*** Begin section ***

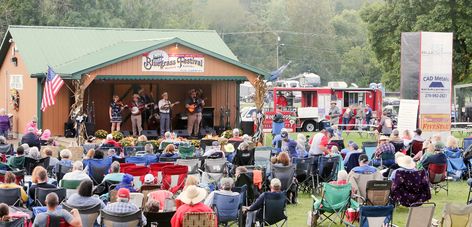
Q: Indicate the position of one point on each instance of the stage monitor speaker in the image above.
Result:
(207, 117)
(90, 128)
(150, 134)
(69, 131)
(181, 133)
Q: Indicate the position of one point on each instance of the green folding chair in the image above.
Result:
(335, 200)
(70, 186)
(187, 151)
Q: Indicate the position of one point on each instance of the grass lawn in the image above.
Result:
(297, 214)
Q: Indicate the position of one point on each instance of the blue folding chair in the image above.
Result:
(369, 148)
(467, 143)
(97, 169)
(138, 160)
(371, 216)
(227, 208)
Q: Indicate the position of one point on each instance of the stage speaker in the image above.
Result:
(150, 134)
(207, 117)
(69, 131)
(181, 133)
(90, 128)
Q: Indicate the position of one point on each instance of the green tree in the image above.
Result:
(387, 20)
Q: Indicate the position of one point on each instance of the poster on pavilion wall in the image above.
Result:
(161, 61)
(435, 82)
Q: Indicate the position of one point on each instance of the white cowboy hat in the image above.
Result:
(193, 195)
(383, 138)
(406, 162)
(229, 148)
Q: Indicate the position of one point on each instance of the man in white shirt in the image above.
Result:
(77, 172)
(319, 143)
(164, 106)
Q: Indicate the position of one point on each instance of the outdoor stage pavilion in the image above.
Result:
(116, 61)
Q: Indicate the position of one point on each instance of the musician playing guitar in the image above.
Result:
(165, 106)
(194, 107)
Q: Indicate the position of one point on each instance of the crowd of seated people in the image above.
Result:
(198, 197)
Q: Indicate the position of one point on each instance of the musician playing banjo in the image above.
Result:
(194, 107)
(137, 106)
(165, 106)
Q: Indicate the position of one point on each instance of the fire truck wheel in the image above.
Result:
(309, 126)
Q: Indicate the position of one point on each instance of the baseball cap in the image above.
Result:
(284, 135)
(363, 158)
(149, 178)
(123, 193)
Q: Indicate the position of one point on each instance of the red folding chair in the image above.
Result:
(173, 177)
(437, 174)
(123, 166)
(156, 170)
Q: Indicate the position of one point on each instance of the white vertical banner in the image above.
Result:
(435, 82)
(408, 109)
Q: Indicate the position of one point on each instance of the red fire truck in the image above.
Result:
(306, 109)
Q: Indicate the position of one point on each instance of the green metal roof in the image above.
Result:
(73, 51)
(134, 77)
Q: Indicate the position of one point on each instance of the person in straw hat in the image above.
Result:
(405, 163)
(384, 146)
(191, 198)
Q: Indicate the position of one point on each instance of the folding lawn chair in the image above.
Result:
(70, 186)
(173, 177)
(359, 182)
(353, 161)
(410, 187)
(199, 219)
(88, 214)
(285, 174)
(327, 169)
(374, 216)
(192, 164)
(274, 210)
(227, 209)
(421, 216)
(437, 175)
(378, 192)
(156, 170)
(369, 148)
(187, 151)
(457, 215)
(302, 172)
(335, 200)
(214, 170)
(262, 156)
(97, 169)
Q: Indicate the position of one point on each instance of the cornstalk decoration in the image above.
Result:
(261, 89)
(77, 110)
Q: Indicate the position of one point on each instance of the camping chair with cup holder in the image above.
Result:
(373, 216)
(421, 215)
(437, 175)
(88, 214)
(378, 192)
(334, 201)
(11, 196)
(129, 220)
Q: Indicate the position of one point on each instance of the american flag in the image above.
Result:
(53, 83)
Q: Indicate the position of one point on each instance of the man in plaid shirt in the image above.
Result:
(123, 206)
(384, 147)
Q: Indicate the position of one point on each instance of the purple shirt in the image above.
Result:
(4, 123)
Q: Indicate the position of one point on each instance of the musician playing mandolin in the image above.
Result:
(165, 106)
(194, 107)
(115, 113)
(137, 106)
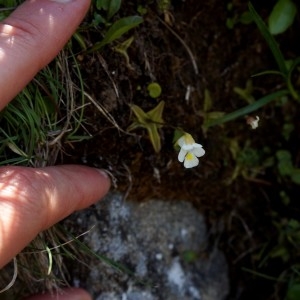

*** End section ***

> [Task brief]:
The response should restate the material above word for word and contain no pictures.

> [Result below]:
Q: Indicate the position of one point on each instance of the stage monitor speaker in the image above.
Result:
(207, 117)
(90, 128)
(150, 134)
(69, 131)
(181, 133)
Q: Indicate the position of one point on each instance of the green folding chair in the image above.
Result:
(335, 200)
(70, 186)
(187, 151)
Q: Indicate the position of one point on each instance of the grass lawn in the image above.
Result:
(297, 214)
Q: Indicate the position of one point on each instance of the blue folding chair in the image above.
Result:
(369, 148)
(467, 143)
(97, 169)
(138, 160)
(371, 216)
(227, 208)
Q: Indicate the position of one point on each instance of the stage speaker in the image above.
Result:
(150, 134)
(207, 117)
(69, 131)
(181, 133)
(90, 128)
Q: Indicate the position of one point on each instance of the green tree in the image above.
Result:
(387, 20)
Q: Indicate the position of one point on each instance of the poster on pavilion wall in the image above.
Result:
(161, 61)
(435, 82)
Q: Indicate the position of one point on each instance of the white cowboy hat in the image above.
Result:
(193, 195)
(383, 138)
(406, 162)
(229, 148)
Q: Indicate the position of one point on each instance of the man in white shirt in the image above.
Result:
(77, 172)
(319, 143)
(164, 106)
Q: Indicate the position of one point on each instance of the outdoor stage pavilion in the image above.
Result:
(116, 61)
Q: Indicate the position of one point on each instance of the musician playing guitar in the image above.
Result:
(165, 106)
(194, 107)
Q: Indicate the position of one point on each instance of the crowd of seated people in the image above.
Result:
(198, 197)
Q: Indicate the position of one point on each instance of the musician playing banjo in the image above.
Result:
(194, 107)
(137, 106)
(165, 106)
Q: Indicate the position of one point on each instance of the fire truck wheel in the image above.
Result:
(309, 126)
Q: Indicate the position of one point on each instance of the baseball cap in the image above.
Result:
(284, 135)
(363, 158)
(149, 178)
(123, 193)
Q: Indicate the position of one point on each instance of the red folding chair in the image above.
Result:
(173, 177)
(437, 174)
(123, 166)
(156, 170)
Q: Indicate the position of one point on each instance of the white vertical banner in the image above.
Result:
(435, 82)
(408, 109)
Q: Indicate the position of one point on each instance of the red fire truck in the image above.
Result:
(306, 109)
Q: Indicate the position of one point on each instance of the green metal roof in the image above.
Result:
(73, 51)
(134, 77)
Q: Indicate the position of one point on each instance of the person in straw hat in the image above.
Result:
(405, 163)
(384, 146)
(191, 198)
Q: Indicate the position of one point on each instance of the folding lawn chair in the image above.
Result:
(70, 186)
(173, 177)
(359, 182)
(353, 161)
(410, 187)
(199, 219)
(88, 214)
(285, 174)
(327, 169)
(374, 216)
(192, 164)
(274, 210)
(227, 209)
(421, 216)
(437, 175)
(378, 192)
(156, 170)
(369, 148)
(187, 151)
(457, 215)
(302, 172)
(335, 200)
(214, 170)
(262, 156)
(97, 169)
Q: Indicate the position of one point on each instance of the cornstalk decoration in the image above.
Result:
(261, 89)
(77, 110)
Q: Indicate the position of one point on each instance of the camping chair with cup holder in the image above.
Result:
(373, 216)
(421, 215)
(437, 175)
(88, 214)
(378, 192)
(334, 201)
(11, 196)
(129, 220)
Q: Indicate the position of one point on each instance of the american flag in the image above.
Result:
(53, 83)
Q: Indicate the position of one point on each instance of the man in plaid shirt in the image above.
Result:
(123, 206)
(384, 147)
Q: Indicate the position of one point on each instance of the purple shirt in the image above.
Result:
(4, 123)
Q: Indicate the position of one point on each instance of the musician playing mandolin in the image above.
Result:
(165, 106)
(194, 107)
(115, 113)
(137, 106)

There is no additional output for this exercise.